SOURCE TEXT ->
- - -
1.  **Define resource requests**: HPA and VPA rely on accurate requests. Always
    set them.
2.  **Avoid metric conflicts**: Do not use HPA and VPA on the same metric.
    Typical pattern: HPA on CPU, VPA on memory.
3.  **Pod Disruption Budgets**: Define PDBs for all production workloads to
    ensure availability during scaling events.
4.  **HPA stabilization**: HPA has a default 5-minute stabilization window. Tune
    `behavior` for faster response if needed.
5.  **VPA "Auto" caution**: Auto mode restarts pods. Ensure your app handles
    SIGTERM gracefully. VPA requires at least 2 replicas for evictions by
    default.
6.  **Use ComputeClasses**: For workload-specific node targeting (Spot fallback,
    GPU, specific machine families), use ComputeClasses instead of node
    selectors.
- - -
ACTIVITY 1 -> Which six headings appear in bold in the autoscaling best practices?
ACTIVITY 2 -> Turn the item in the autoscaling best practices that starts with VPA "Auto" caution into a short bulleted list.
The lines that follow have no connection to the autoscaling best practices.

INPUT DATA ->
- - -
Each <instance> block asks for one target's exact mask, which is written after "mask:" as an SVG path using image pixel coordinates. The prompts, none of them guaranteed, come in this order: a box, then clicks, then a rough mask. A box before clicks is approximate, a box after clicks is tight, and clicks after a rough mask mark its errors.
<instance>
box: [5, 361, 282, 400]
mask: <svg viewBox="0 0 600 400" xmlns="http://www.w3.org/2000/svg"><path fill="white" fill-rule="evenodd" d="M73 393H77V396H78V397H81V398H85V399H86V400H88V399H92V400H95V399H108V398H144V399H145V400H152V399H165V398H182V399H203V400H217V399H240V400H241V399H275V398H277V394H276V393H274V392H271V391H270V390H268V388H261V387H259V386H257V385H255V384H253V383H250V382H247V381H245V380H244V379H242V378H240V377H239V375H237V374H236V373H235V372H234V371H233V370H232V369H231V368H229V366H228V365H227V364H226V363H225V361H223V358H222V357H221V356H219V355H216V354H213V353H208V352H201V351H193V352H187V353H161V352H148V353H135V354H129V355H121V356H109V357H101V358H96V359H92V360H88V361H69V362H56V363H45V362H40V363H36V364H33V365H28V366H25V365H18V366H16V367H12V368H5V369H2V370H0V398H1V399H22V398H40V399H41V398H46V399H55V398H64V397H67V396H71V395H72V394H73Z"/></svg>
- - -
ANSWER SECTION 1 ->
Define resource requests
Avoid metric conflicts
Pod Disruption Budgets
HPA stabilization
VPA "Auto" caution
Use ComputeClasses

ANSWER SECTION 2 ->
- Auto mode restarts pods.
- The app should handle SIGTERM gracefully.
- By default, VPA needs at least 2 replicas for evictions.